▶ DATASET EXTRACT
####################

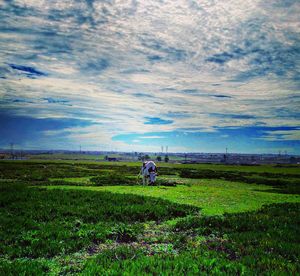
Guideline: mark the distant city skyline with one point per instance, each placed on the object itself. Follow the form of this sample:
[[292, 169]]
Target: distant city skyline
[[196, 76]]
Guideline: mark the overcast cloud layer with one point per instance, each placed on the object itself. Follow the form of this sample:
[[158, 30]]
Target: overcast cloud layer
[[134, 75]]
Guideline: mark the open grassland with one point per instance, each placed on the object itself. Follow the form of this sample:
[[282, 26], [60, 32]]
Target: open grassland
[[94, 218]]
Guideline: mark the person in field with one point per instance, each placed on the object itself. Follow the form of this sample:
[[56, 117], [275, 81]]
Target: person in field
[[148, 172]]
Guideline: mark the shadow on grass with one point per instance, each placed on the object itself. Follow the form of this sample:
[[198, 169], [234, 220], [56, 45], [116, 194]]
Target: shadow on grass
[[37, 222]]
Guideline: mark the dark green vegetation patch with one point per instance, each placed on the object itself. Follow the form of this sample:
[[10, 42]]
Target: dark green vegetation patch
[[250, 243], [36, 222]]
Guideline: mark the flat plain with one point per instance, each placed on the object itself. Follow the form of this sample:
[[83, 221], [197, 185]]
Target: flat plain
[[84, 217]]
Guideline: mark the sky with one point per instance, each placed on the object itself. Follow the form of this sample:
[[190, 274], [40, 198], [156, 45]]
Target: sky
[[196, 76]]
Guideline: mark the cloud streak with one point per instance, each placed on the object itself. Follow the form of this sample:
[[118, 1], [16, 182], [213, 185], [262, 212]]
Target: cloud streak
[[148, 66]]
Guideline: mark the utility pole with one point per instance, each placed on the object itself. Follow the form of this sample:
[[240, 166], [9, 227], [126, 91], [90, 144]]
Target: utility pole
[[12, 150]]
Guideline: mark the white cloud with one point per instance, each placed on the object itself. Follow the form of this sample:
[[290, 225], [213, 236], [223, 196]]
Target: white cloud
[[102, 57]]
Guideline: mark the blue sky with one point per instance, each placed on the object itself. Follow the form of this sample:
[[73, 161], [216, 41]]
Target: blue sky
[[198, 76]]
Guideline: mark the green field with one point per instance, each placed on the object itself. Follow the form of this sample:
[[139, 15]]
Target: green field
[[85, 217]]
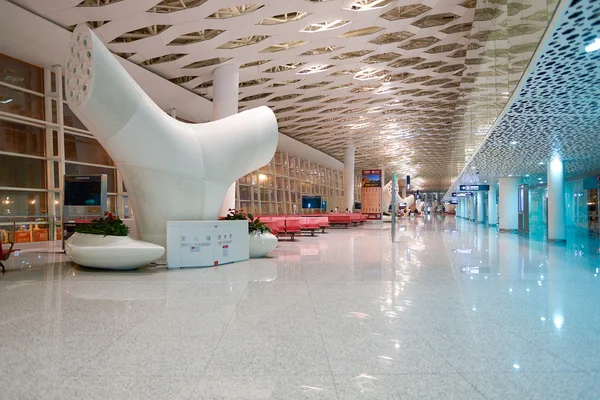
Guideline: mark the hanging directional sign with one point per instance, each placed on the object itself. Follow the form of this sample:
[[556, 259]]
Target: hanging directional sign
[[462, 194], [464, 188]]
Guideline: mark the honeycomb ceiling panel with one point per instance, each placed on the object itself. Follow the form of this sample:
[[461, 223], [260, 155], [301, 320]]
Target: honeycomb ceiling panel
[[413, 85], [550, 114]]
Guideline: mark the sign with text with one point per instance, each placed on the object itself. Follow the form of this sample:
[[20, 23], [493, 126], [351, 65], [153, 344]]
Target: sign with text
[[474, 188], [206, 243], [371, 193], [462, 194]]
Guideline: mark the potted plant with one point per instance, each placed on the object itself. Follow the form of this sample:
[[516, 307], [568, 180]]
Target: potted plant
[[103, 243], [260, 238]]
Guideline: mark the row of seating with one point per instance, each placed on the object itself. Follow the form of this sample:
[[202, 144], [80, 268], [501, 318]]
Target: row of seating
[[346, 219], [282, 225]]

####################

▶ AIM OF THE TASK
Write out again the lines from the one with "Guideline: mark the sky" to the one with "[[413, 85], [550, 114]]", guidelines included. Shift every coordinate in the answer points by -53, and leave the pictures out.

▶ COMPLETE RESPONSE
Guideline: mark the sky with one point per instance, each placed on the object itself. Follow the form of this sample:
[[190, 274], [40, 198], [156, 45]]
Target: sky
[[143, 23]]
Guideline: mark the cloud streak with one point per instance, each placed on the object itself. Follow the form of this sample:
[[118, 1], [16, 182], [213, 185], [262, 212]]
Target: cloud streak
[[95, 13]]
Guideline: mark the utility pole with one point per instance, each placed on the object itself. Follow the form of this sample:
[[240, 166], [9, 227], [126, 91], [90, 144]]
Target: utility pole
[[-41, 97]]
Guideline: mark the white cloud with one point per instance, each placed on the object itself. Follow the form of this sample:
[[290, 225], [213, 236], [223, 196]]
Target: white cloud
[[49, 4]]
Guideline: mark the blue sky with one point per instance, each placed on the object itself. Follow the form of this sample:
[[73, 161], [216, 41]]
Target: blue sky
[[145, 23]]
Guideline: mark the green field with one point per instance, each placed on the object itself. Follow the form of this sample:
[[139, 15]]
Target: green field
[[32, 164]]
Guideline: mark the hanging directional sign with one point per instance, each placed on the object itself. Follow the form of this sample:
[[556, 259]]
Target: hanging directional sign
[[409, 141], [411, 135]]
Guideline: mark the honeycomb ceiling panel with one point per instance, each placed on the object itself. Follow the form of this sample:
[[461, 223], [260, 155], [301, 320]]
Target: honeycomb ceiling panel
[[360, 32], [497, 61]]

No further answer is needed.